> Extracted text

+++++

An Indiana town has decided to remove a cross from atop a local Christmas tree after the American Civil Liberties Union sued on behalf of a resident who reportedly claimed the symbol caused him “irreparable harm.”
The Knightstown Town Council announced its decision in a Facebook post Monday, with the cross — which had been on display since many local residents remember — coming down in the afternoon, according to the IndyStar.
“It is with regret and sadness that the Knightstown Town Council has had the cross removed from the Christmas tree on the town square and is expected to approve a resolution at the next council meeting stating they will not return the cross to the tree,” the council’s statement read.
Officials decided not to fight the ACLU, saying they feared the high financial cost of taking the issue to the courts.
As Faithwire previously reported, the lawsuit against the cross was brought by a local man named Joseph Tompkins, who, via the ACLU complaint, described the cross atop the tree as the “preeminent symbol of Christianity, representing the instrument of the crucifixion of Jesus.”
Tompkins, thus, alleged he was forced into “direct and unwelcome contact” with the cross every day, saying it’s presence on public property caused him “irreparable harm.”

+++++

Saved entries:
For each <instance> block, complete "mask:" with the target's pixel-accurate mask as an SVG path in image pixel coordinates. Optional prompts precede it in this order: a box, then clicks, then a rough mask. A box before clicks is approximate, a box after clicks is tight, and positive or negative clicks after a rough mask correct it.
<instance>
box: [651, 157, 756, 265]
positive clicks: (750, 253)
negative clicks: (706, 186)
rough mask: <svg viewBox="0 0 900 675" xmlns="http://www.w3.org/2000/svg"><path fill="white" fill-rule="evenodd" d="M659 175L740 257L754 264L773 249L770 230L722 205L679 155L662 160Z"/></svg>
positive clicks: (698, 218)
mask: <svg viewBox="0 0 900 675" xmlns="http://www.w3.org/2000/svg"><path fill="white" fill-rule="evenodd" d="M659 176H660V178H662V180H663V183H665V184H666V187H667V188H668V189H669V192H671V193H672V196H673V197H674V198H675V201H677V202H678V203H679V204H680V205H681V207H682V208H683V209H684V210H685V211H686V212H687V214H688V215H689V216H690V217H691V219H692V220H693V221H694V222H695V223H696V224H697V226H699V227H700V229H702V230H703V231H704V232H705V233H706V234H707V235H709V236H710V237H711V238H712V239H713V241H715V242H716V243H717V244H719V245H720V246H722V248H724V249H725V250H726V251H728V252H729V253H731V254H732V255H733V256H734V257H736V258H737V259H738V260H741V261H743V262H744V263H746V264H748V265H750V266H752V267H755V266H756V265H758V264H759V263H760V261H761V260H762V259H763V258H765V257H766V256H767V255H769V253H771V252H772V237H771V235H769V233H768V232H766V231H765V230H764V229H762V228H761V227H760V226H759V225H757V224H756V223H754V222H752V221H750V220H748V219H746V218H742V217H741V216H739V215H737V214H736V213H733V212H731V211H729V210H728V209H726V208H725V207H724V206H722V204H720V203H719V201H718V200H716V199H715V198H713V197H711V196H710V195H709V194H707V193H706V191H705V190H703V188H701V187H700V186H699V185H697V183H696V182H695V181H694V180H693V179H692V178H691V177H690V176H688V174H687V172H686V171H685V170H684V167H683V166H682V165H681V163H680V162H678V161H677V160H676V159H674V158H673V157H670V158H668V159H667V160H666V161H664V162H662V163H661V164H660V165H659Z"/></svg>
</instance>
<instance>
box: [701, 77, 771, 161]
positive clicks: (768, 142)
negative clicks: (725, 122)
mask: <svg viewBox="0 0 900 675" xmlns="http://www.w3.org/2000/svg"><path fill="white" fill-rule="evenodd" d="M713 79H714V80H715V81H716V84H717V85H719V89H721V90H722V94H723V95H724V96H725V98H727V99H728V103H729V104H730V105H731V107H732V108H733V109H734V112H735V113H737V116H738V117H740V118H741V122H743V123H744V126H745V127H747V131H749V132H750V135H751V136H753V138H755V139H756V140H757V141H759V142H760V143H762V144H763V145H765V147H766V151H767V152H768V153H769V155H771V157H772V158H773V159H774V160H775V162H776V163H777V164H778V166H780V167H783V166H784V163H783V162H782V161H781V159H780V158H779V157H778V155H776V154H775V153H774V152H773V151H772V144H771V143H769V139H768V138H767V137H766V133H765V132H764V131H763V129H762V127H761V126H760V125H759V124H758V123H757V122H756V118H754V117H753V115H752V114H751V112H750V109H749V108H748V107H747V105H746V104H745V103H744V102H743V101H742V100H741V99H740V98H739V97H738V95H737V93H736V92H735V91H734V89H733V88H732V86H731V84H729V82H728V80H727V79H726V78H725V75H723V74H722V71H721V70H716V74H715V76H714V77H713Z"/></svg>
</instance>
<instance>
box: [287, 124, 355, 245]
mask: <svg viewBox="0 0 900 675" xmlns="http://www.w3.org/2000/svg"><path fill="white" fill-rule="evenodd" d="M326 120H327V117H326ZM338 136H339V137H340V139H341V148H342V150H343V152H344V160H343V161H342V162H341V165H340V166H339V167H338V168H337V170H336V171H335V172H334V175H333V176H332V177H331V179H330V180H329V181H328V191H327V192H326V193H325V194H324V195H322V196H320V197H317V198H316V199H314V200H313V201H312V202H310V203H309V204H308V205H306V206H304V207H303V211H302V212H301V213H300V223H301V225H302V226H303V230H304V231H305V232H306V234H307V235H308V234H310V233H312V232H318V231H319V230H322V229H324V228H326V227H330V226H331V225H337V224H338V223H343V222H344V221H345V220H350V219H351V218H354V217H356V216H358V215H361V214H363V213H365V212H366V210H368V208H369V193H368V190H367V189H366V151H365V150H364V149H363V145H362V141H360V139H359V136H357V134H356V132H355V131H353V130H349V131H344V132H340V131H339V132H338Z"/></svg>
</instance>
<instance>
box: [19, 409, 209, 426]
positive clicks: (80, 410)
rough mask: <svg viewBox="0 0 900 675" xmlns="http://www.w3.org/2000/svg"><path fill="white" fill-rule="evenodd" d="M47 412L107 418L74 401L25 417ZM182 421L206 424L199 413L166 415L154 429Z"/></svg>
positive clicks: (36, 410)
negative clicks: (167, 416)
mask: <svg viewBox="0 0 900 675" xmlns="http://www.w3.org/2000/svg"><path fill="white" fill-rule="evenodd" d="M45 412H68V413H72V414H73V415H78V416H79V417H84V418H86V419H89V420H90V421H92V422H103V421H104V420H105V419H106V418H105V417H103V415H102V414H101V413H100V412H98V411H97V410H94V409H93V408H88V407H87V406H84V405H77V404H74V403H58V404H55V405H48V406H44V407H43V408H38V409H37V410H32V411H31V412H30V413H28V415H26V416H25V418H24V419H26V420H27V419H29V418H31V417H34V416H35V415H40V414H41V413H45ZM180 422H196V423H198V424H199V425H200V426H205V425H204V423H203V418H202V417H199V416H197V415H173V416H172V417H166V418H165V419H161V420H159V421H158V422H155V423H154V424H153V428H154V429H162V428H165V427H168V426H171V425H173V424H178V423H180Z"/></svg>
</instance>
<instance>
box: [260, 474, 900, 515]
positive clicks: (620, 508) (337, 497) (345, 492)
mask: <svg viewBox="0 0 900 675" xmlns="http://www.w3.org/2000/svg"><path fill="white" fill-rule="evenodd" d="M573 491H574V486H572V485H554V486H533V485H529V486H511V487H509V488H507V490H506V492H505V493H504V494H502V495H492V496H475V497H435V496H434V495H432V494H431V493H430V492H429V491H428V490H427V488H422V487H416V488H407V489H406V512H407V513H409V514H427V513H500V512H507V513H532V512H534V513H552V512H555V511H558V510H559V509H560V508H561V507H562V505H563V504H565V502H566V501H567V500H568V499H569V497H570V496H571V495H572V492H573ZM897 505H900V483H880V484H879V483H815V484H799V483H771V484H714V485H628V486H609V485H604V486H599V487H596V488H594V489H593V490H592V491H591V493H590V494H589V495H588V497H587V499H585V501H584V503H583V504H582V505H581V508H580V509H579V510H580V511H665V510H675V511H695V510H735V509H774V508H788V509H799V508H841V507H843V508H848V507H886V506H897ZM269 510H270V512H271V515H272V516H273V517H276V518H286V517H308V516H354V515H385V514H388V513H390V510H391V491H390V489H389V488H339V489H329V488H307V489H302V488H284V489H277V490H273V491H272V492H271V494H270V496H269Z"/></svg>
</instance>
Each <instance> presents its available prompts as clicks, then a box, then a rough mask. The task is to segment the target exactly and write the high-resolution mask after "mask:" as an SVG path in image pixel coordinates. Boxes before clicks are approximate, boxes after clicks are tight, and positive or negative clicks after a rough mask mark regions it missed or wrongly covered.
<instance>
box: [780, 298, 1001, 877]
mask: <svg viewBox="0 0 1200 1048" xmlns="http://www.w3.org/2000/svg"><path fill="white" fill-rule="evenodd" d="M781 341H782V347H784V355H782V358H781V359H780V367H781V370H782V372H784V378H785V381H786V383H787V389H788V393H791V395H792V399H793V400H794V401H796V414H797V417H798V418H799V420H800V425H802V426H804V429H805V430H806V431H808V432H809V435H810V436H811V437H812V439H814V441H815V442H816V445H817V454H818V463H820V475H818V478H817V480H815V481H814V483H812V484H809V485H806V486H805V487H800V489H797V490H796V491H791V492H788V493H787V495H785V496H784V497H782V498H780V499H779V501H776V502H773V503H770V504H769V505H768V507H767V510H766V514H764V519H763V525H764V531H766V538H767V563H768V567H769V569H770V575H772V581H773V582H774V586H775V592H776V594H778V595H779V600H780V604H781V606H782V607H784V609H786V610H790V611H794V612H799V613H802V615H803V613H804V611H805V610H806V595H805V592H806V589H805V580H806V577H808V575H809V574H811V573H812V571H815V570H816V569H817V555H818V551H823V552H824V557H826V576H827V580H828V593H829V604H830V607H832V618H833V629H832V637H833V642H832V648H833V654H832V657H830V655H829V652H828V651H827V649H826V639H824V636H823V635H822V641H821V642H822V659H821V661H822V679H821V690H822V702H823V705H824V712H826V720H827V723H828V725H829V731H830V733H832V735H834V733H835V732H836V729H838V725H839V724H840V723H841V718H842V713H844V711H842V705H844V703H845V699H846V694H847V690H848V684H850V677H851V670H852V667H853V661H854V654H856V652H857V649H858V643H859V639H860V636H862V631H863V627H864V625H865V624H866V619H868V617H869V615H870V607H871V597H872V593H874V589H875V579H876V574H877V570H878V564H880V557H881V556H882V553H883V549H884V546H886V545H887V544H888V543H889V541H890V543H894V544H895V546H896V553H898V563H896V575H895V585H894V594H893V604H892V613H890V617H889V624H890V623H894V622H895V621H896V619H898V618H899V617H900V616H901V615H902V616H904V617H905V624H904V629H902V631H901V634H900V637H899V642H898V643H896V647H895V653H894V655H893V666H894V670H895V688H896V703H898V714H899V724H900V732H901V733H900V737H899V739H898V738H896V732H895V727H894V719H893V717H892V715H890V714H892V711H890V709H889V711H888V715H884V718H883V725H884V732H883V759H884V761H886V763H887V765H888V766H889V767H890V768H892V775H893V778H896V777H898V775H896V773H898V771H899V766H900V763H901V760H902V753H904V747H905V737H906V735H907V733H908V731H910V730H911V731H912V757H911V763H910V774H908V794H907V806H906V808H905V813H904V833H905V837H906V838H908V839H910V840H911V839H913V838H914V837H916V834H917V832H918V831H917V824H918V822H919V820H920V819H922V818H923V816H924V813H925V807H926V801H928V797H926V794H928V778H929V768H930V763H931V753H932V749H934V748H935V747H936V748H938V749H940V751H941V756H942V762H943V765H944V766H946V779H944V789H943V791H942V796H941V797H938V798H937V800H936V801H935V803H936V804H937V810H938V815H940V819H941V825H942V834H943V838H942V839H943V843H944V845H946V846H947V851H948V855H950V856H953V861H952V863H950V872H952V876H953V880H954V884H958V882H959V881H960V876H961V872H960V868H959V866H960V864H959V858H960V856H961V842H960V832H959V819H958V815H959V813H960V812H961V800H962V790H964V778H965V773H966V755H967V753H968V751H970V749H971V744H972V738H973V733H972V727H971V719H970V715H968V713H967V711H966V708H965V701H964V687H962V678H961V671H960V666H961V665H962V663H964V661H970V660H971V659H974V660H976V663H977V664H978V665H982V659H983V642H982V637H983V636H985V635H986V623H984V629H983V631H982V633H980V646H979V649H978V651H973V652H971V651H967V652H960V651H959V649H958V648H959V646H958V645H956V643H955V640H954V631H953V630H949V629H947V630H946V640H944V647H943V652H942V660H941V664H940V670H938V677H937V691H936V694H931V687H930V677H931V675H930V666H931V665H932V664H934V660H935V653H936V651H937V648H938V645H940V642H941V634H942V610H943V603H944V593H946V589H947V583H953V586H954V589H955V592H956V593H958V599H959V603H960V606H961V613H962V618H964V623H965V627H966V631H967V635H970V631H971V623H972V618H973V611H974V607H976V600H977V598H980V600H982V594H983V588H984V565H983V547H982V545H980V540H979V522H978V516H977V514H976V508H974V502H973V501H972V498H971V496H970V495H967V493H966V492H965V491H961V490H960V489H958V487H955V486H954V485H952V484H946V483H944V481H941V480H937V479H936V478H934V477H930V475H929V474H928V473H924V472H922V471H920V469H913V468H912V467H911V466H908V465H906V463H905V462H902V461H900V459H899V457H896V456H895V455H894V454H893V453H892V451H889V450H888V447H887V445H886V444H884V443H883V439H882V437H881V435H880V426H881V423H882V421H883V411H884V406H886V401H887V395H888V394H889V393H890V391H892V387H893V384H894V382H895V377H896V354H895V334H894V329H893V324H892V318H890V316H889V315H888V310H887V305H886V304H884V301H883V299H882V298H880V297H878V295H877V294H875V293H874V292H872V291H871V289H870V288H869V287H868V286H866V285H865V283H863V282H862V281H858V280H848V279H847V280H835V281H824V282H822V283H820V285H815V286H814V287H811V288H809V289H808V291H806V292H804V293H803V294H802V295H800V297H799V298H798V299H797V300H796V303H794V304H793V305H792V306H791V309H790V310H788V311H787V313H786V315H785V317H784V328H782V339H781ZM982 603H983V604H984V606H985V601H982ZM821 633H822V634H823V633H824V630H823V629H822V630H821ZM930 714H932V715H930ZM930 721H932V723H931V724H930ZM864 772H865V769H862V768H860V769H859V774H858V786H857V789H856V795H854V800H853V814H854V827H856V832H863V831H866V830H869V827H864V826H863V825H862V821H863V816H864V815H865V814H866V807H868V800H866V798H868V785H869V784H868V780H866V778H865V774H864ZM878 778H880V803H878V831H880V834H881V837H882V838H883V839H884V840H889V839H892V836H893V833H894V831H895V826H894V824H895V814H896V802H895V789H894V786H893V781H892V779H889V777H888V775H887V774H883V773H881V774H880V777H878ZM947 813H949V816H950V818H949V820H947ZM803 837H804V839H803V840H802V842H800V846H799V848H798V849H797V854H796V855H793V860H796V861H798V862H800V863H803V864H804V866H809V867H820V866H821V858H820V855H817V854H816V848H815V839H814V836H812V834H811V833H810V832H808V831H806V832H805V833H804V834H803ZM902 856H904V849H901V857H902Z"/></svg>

+++++

> Task brief
Continue the news report on the Knightstown Christmas tree cross, picking up right after its last sentence.

> Answer section
He and the ACLU argued that tax dollars shouldn’t be used to light a tree with a cross on it — something the complaint alleged was a violation of the Establishment Clause of the U.S. Constitution — and urged for its removal as well as for resulting damages, WXIN-TV reported.
The battle had been heating up in recent days, with frustrated residents speaking out to media. Many locals responded by placing crosses on their front lawns and in store windows in solidarity with the long-held cross tradition. According to WXIN-TV, some even attempted to block a truck from removing the cross on Monday, leading cops to get involved.
In the end, though, these protestors lost their battle to keep the symbol in place.
“There was nothing we could do about it,” Aaron Magee, a resident who wanted to keep the cross, told the outlet. “The police didn’t want to take it down, the town workers didn’t want to take it down. They still took it down.”
But while some have expressed frustration, the ACLU said that the cross removal left the civil rights group “very happy.”
“He (Tompkins) just feels very strongly about the Establishment Clause, and people tend to think this is an attack on religion,” Ken Falk, legal director of the ACLU of Indiana, told the IndyStar. “All this is, is an effort to show the government does not have an establishment of religion.”
You can see an array of responses from locals on the Knightstown News and Events page below:
Residents said they plan to show up at Thursday night’s Knightstown Town Council to make their voices heard on the matter; officials are expected to pass a resolution saying the cross will no longer be placed atop the tree.